# Task to complete
Please rewrite the material below, replacing every "photograph" with "image" and keeping everything else the same. Leave the pictures out of your answer.

Dataset entries start

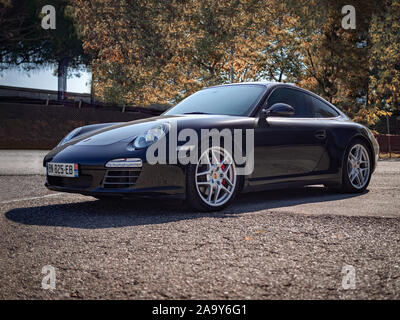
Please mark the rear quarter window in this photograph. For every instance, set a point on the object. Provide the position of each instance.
(322, 110)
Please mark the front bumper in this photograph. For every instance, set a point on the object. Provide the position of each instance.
(159, 179)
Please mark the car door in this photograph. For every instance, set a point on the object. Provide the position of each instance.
(288, 146)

Dataset entries end

# Task answer
Please mark the rear quarter window in this image. For every instance, set a point on the object. Provide the position of each instance.
(322, 110)
Please mark the front bumper in this image. For every instance, set a point on the object. Provide the position of each instance.
(159, 179)
Please mark the car door in this image. For every instance, set a point on the object. Provide the position of each instance.
(288, 146)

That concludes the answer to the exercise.